* TASK PROMPT *
Copy every line of the entries below that contains the word "green". Case counts, so a match must have the same capitalization.

* THE INPUT *
========
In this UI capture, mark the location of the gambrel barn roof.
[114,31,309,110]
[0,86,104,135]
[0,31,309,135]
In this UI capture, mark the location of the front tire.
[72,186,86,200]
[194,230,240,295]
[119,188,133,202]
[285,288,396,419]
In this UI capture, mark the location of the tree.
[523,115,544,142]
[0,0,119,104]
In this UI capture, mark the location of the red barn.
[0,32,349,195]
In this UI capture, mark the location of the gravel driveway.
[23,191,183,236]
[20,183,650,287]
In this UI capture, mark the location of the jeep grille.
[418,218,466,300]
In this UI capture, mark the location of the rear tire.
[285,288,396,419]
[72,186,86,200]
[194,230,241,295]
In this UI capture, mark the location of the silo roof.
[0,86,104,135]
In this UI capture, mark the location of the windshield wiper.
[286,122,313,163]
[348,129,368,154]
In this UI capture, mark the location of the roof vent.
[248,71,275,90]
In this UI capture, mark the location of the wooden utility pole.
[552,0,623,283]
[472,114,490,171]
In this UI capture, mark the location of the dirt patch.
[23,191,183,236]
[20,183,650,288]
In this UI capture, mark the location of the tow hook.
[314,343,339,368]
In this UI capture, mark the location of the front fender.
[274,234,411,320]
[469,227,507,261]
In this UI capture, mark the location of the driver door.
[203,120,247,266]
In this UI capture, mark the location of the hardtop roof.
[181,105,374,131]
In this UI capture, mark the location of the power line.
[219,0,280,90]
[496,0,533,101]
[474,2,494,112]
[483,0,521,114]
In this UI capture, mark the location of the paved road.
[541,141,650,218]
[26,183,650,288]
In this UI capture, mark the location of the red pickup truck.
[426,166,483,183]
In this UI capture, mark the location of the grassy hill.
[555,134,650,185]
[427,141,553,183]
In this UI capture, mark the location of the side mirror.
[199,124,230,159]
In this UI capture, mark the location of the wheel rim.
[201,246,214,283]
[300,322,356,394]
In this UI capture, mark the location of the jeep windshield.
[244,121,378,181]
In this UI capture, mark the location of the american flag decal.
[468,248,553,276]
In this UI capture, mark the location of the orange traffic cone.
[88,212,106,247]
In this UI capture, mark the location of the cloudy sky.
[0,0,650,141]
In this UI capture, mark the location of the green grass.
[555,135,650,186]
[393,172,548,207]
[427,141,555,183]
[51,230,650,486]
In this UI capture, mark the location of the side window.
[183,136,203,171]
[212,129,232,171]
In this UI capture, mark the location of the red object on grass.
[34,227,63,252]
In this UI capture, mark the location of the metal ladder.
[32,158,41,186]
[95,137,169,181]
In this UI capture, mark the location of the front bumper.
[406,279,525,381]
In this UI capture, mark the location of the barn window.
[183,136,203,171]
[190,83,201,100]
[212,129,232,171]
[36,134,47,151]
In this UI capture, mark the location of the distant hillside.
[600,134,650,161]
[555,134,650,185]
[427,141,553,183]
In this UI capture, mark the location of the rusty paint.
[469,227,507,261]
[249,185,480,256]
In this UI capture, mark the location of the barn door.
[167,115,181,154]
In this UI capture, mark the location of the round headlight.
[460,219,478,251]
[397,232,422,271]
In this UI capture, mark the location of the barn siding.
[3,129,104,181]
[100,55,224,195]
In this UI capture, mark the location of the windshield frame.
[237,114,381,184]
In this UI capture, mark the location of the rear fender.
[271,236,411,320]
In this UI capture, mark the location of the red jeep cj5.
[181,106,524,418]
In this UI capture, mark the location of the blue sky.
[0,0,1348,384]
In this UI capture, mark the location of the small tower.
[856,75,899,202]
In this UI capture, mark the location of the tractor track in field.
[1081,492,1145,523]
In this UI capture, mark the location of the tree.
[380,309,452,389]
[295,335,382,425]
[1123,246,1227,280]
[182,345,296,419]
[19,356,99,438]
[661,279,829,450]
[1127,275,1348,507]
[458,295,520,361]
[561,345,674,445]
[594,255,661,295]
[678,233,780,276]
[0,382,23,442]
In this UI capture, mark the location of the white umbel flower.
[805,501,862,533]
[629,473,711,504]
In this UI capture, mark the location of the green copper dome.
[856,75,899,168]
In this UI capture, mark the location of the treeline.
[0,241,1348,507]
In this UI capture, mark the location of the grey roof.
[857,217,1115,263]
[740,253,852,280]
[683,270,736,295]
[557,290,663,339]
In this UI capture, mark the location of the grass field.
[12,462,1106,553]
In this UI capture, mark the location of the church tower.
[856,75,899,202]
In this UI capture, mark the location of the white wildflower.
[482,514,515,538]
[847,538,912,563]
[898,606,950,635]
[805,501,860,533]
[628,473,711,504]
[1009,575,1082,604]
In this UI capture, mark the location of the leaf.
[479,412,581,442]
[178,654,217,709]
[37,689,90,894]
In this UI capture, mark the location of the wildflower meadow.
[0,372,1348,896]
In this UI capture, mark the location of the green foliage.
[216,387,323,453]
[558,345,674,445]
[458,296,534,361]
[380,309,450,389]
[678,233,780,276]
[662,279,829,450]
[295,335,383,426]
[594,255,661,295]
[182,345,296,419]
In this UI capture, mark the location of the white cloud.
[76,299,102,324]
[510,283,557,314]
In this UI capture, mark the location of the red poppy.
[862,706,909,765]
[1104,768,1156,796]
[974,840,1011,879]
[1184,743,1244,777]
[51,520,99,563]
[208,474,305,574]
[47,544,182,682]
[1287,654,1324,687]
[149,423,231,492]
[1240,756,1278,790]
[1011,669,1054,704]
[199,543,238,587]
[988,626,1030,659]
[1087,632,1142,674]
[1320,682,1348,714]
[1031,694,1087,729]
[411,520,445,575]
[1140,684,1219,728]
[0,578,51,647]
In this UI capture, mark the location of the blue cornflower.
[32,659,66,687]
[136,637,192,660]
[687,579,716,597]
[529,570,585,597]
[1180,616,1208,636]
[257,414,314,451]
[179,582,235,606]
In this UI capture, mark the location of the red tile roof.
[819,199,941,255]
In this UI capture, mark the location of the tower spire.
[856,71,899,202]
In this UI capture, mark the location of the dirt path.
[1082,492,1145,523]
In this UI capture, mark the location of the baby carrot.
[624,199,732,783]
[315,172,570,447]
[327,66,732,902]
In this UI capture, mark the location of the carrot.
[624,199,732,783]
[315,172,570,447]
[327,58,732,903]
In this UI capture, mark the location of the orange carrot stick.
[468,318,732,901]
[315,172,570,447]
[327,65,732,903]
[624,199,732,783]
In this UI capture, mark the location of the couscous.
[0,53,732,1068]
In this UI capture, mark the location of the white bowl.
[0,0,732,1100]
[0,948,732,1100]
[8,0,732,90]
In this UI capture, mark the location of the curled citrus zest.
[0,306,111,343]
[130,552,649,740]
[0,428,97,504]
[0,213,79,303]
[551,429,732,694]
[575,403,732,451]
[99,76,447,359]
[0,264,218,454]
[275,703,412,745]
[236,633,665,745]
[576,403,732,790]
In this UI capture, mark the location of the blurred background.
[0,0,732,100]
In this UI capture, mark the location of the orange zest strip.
========
* RESPONSE FOR THIS EXERCISE *
In this UI capture, mark the location of the green grass.
In this UI capture, mark the location of the green copper dome.
In this UI capture, mark the location of the green foliage.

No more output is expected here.